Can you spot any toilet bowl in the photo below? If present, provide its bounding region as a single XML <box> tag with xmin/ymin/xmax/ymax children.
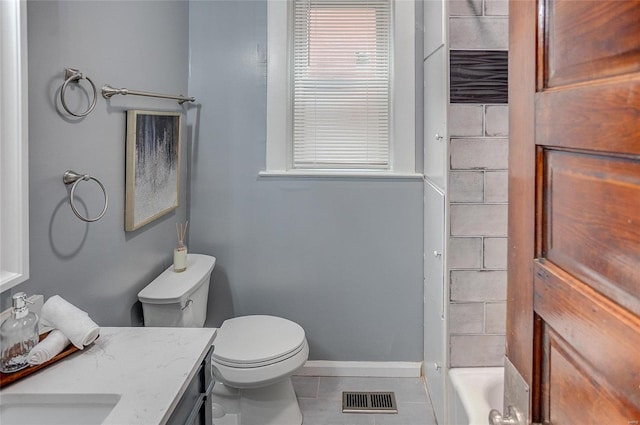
<box><xmin>138</xmin><ymin>254</ymin><xmax>309</xmax><ymax>425</ymax></box>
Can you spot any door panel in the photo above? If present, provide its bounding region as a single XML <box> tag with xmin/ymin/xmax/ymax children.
<box><xmin>507</xmin><ymin>0</ymin><xmax>640</xmax><ymax>425</ymax></box>
<box><xmin>542</xmin><ymin>150</ymin><xmax>640</xmax><ymax>314</ymax></box>
<box><xmin>543</xmin><ymin>0</ymin><xmax>640</xmax><ymax>87</ymax></box>
<box><xmin>536</xmin><ymin>78</ymin><xmax>640</xmax><ymax>155</ymax></box>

————

▸ Problem statement:
Copy all of the entries above word for word, leaving out the pictures.

▸ Output:
Can you spot any toilet bowl in the photo below? If present, provide its bounding region as a single XML <box> tag with xmin/ymin/xmax/ymax children.
<box><xmin>138</xmin><ymin>254</ymin><xmax>309</xmax><ymax>425</ymax></box>
Can you spot any door panel in the photo above? If present, provide its bounding region as a single XML <box> tag with xmin/ymin/xmax/ymax children.
<box><xmin>507</xmin><ymin>0</ymin><xmax>640</xmax><ymax>425</ymax></box>
<box><xmin>542</xmin><ymin>150</ymin><xmax>640</xmax><ymax>314</ymax></box>
<box><xmin>543</xmin><ymin>0</ymin><xmax>640</xmax><ymax>87</ymax></box>
<box><xmin>536</xmin><ymin>78</ymin><xmax>640</xmax><ymax>155</ymax></box>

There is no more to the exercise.